[Coordinate labeling records]
* begin *
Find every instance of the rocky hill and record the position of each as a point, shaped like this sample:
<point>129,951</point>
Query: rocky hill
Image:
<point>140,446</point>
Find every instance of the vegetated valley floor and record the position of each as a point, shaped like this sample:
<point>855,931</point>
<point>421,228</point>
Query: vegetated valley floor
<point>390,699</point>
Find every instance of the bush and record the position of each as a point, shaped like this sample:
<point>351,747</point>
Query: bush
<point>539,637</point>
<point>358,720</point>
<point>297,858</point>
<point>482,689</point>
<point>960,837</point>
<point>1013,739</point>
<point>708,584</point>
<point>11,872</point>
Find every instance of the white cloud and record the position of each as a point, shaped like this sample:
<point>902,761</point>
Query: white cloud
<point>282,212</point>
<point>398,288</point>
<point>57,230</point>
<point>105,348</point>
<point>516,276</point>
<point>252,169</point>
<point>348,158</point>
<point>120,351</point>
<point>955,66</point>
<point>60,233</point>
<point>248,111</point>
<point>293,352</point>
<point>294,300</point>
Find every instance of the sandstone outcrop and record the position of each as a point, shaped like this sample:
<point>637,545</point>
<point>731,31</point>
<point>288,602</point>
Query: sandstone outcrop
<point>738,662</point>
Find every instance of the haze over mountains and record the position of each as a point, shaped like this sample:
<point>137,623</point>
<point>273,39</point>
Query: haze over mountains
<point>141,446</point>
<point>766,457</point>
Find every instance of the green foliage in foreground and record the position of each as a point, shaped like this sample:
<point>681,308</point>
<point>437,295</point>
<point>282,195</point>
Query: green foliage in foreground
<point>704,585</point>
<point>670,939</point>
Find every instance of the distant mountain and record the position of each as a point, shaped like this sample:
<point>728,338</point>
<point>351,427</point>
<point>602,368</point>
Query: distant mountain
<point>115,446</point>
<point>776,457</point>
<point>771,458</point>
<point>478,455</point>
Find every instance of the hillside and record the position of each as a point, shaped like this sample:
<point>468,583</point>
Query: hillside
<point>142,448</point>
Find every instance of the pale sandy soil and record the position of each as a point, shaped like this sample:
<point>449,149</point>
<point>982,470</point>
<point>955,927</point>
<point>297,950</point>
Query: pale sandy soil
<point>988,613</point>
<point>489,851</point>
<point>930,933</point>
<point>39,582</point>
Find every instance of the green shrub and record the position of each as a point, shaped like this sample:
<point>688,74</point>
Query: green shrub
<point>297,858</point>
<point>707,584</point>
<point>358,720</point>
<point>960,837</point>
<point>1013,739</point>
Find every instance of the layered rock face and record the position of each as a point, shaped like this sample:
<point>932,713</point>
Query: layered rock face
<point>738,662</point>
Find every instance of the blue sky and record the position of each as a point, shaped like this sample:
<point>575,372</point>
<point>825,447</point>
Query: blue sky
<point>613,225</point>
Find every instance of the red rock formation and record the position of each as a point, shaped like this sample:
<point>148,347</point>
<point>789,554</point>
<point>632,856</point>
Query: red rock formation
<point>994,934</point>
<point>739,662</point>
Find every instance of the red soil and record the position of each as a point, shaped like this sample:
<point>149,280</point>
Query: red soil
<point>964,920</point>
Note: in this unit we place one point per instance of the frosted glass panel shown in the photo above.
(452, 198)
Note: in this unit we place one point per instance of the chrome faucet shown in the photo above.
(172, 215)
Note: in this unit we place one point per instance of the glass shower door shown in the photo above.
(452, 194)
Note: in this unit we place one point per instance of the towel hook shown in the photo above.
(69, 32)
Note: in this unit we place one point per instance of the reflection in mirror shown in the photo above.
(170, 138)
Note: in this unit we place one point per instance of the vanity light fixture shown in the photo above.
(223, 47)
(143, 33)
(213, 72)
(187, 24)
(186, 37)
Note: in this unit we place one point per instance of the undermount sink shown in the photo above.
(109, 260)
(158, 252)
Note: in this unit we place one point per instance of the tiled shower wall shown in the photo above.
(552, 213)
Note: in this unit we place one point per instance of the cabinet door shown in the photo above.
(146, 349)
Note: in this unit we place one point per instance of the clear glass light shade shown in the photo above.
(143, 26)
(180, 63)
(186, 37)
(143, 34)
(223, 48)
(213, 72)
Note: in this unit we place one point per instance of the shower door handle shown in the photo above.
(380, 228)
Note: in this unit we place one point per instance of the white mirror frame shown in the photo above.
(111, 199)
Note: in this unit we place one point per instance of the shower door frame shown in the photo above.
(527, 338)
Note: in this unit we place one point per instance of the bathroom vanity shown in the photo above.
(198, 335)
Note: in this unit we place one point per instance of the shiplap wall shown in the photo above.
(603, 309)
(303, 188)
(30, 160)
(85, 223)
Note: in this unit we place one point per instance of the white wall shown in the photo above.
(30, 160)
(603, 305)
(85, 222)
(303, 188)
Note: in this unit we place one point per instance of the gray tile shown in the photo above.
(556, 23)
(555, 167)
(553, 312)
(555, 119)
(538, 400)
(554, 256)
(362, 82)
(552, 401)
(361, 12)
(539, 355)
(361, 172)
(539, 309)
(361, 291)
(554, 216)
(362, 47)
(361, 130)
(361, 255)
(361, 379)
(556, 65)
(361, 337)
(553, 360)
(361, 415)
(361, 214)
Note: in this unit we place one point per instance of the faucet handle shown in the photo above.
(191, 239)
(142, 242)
* end *
* begin *
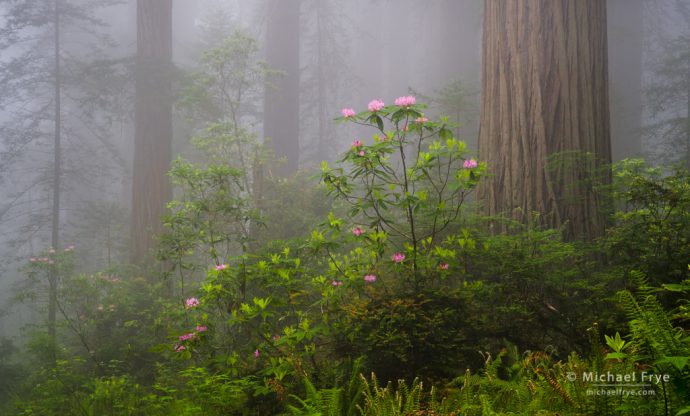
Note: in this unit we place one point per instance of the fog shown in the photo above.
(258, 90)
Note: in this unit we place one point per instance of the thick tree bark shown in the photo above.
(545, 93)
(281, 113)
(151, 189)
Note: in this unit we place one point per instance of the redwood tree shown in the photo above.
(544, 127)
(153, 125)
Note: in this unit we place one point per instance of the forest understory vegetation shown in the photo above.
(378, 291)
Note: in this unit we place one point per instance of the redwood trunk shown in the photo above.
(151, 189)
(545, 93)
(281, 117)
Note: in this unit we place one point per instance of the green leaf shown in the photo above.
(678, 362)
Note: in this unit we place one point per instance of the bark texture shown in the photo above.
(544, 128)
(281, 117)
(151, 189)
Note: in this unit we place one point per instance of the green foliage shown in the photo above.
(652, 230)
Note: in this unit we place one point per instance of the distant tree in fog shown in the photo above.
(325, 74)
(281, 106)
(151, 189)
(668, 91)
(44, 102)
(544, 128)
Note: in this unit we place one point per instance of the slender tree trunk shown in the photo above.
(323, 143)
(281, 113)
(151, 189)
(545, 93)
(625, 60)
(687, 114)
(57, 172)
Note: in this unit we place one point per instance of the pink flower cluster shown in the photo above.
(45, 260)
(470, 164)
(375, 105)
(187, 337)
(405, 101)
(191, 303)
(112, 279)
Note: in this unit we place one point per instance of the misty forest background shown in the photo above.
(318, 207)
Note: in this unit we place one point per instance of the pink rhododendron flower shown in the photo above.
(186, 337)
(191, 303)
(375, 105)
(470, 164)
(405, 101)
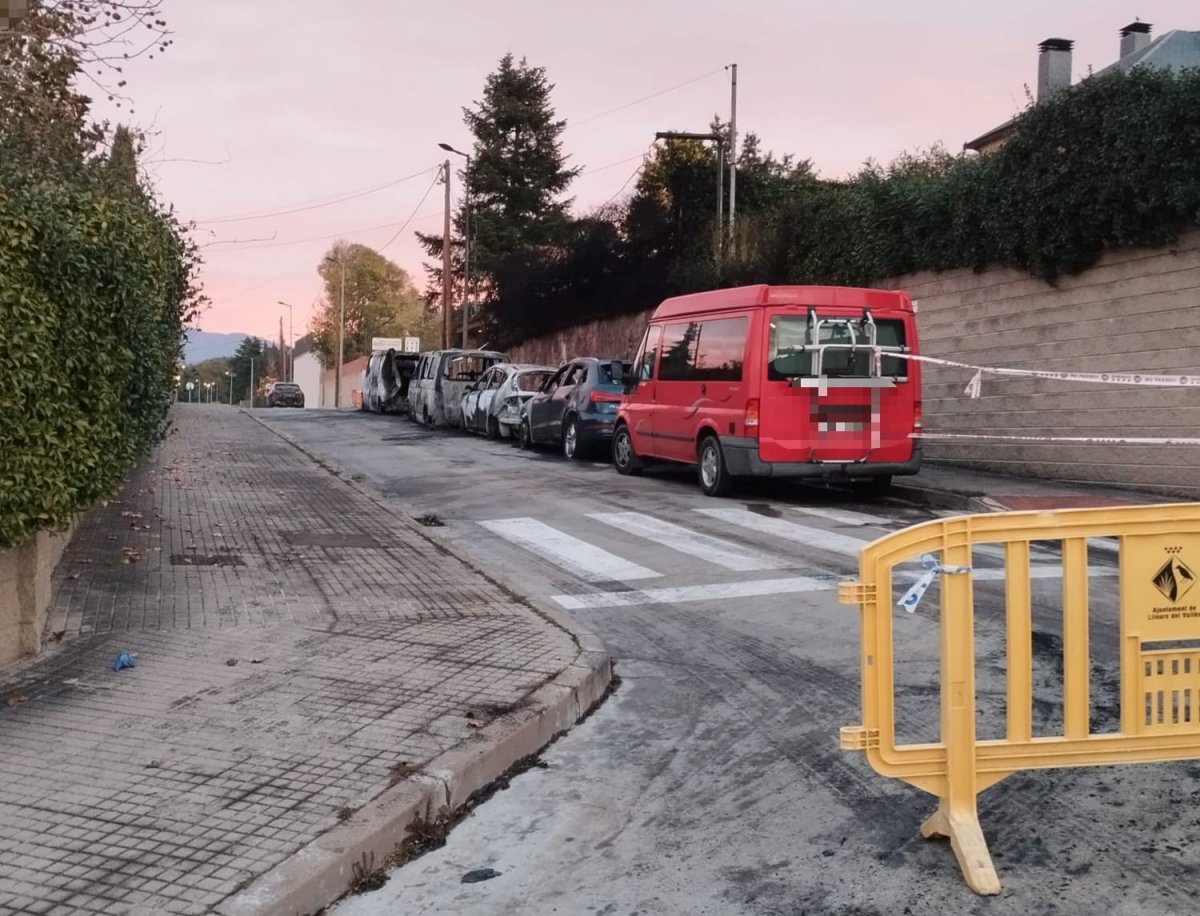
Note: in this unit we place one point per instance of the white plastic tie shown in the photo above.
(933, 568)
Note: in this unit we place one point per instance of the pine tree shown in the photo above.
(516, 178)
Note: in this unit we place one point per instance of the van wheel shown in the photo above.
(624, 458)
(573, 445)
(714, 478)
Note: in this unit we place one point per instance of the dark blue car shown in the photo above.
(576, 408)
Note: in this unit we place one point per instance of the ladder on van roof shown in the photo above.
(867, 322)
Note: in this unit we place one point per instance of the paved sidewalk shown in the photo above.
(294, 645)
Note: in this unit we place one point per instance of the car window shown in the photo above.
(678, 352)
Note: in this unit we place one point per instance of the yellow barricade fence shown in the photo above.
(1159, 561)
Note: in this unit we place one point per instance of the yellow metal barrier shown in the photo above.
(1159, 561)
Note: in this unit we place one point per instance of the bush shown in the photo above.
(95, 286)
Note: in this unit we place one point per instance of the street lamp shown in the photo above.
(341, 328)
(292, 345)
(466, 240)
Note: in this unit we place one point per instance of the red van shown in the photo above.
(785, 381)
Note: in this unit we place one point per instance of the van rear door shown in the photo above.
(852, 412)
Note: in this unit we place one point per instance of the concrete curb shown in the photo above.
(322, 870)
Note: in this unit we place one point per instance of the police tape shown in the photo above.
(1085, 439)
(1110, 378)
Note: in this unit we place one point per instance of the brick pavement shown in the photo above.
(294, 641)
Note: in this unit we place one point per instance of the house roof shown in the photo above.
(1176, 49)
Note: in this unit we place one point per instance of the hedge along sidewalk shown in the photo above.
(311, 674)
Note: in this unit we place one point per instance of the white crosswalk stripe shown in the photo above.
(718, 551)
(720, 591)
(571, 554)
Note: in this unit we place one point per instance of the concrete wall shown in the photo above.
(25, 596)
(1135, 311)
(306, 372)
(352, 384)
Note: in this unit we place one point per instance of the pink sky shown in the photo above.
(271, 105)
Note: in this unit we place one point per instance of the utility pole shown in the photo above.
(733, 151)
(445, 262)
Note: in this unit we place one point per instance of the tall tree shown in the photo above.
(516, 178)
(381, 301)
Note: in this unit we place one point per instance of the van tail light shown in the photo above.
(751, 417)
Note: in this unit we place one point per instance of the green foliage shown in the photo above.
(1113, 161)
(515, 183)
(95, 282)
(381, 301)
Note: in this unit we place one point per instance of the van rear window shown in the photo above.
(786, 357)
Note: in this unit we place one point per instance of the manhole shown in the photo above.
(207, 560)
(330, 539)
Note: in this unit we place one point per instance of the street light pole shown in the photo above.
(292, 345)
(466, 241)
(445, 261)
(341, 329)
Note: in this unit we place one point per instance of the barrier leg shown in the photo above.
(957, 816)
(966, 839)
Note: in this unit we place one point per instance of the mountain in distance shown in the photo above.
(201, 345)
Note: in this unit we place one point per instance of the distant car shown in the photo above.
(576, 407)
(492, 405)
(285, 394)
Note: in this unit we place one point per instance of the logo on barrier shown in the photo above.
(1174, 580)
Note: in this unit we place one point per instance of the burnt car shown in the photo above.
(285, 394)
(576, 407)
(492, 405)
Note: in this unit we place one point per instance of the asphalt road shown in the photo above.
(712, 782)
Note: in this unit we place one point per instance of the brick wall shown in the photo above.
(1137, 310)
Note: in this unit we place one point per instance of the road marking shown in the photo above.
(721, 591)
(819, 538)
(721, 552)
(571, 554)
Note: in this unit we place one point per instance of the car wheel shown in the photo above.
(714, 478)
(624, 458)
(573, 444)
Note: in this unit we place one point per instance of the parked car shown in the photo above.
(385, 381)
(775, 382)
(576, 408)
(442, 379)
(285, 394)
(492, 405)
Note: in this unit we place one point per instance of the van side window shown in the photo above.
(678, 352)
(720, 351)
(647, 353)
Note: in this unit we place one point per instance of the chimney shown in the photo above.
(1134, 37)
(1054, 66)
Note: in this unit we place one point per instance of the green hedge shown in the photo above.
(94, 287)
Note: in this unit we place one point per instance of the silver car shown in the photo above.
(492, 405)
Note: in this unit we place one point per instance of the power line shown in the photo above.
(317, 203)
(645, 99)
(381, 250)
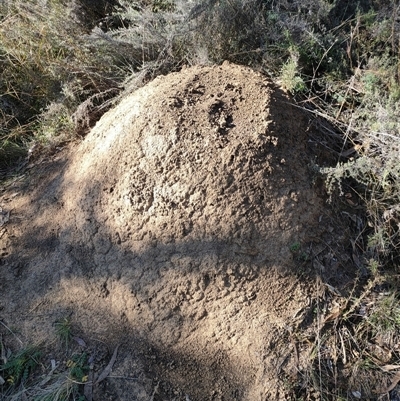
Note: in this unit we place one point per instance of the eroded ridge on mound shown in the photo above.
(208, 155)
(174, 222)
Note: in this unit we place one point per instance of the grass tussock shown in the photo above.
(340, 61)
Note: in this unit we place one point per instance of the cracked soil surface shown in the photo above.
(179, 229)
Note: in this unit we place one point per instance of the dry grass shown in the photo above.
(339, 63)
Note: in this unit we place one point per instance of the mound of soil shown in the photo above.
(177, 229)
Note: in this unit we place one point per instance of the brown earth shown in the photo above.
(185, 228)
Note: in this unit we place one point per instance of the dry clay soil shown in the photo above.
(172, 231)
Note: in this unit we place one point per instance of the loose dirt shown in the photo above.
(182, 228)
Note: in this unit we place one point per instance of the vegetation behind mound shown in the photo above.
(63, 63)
* end *
WORK INSTRUCTIONS –
Reproduce the stretch of the listing from the line containing "Find every instance of the rocky" through the line containing "<point>670,939</point>", changing "sample" to "template" and leaving everything else unchanged.

OUTPUT BELOW –
Find every instance of the rocky hill and record the position of each as a point, shaped like this template:
<point>129,951</point>
Query: rocky hill
Image:
<point>140,446</point>
Find every instance of the vegetated valley floor and record the position of each as a point, shaped like this template:
<point>855,931</point>
<point>421,228</point>
Query: vegetated valley floor
<point>390,699</point>
Find every instance of the bush and record the position of each as a point, shaped like this template:
<point>351,747</point>
Query: bush
<point>539,637</point>
<point>358,720</point>
<point>297,858</point>
<point>482,689</point>
<point>960,837</point>
<point>1013,739</point>
<point>708,584</point>
<point>11,872</point>
Find every instance of the white cloud and record the position of each as a point, shaped like this template:
<point>902,761</point>
Query: white cloud
<point>282,212</point>
<point>398,288</point>
<point>57,230</point>
<point>105,348</point>
<point>516,276</point>
<point>252,169</point>
<point>348,158</point>
<point>120,351</point>
<point>955,66</point>
<point>60,233</point>
<point>248,111</point>
<point>293,352</point>
<point>294,300</point>
Find every instance of the sandstone outcrop and record the position of each as a point, shaped like this template:
<point>637,545</point>
<point>731,31</point>
<point>288,602</point>
Query: sandstone outcrop
<point>738,662</point>
Find every instance of the haze over mountains and record the position of each as a point, shaped like this template:
<point>137,623</point>
<point>273,39</point>
Query: haze over mountains
<point>141,446</point>
<point>766,457</point>
Find every instance of the green foliage in foreground and record the position of each as a point, shaped like this template:
<point>681,308</point>
<point>437,295</point>
<point>282,195</point>
Query: green foliage in foreground
<point>704,585</point>
<point>670,939</point>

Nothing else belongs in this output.